* Source data
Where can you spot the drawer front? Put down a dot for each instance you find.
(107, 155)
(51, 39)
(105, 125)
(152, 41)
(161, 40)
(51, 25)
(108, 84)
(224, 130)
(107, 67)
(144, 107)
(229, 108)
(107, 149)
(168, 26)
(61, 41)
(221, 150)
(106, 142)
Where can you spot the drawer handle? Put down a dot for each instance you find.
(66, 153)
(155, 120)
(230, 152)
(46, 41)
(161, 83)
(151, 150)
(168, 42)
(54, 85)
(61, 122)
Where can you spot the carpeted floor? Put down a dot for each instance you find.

* Aim of the exercise
Output only the lines running from the line with "Where can you spot the drawer handle?" through the final line of the data, inclusive.

* Solution to this task
Where can you spot the drawer handle? Put down a dot for each instance you find.
(66, 153)
(155, 120)
(230, 152)
(46, 41)
(161, 83)
(151, 150)
(168, 42)
(54, 85)
(61, 122)
Where can you spot the carpeted floor? Put down a dot for each instance you find.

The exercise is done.